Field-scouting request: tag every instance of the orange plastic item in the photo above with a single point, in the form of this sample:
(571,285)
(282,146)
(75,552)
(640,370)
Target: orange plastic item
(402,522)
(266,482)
------------------------------------------------------------------------
PROBLEM TO SOLVE –
Can you write out the items above again, substituting "red" for every "orange" and leaving everything else unchanged?

WRITTEN RESPONSE –
Field-scouting request: tag every instance of the red plastic item in the photo above with a single point, in the form of this sample:
(571,285)
(282,146)
(75,552)
(640,370)
Target: red plastic item
(402,522)
(266,482)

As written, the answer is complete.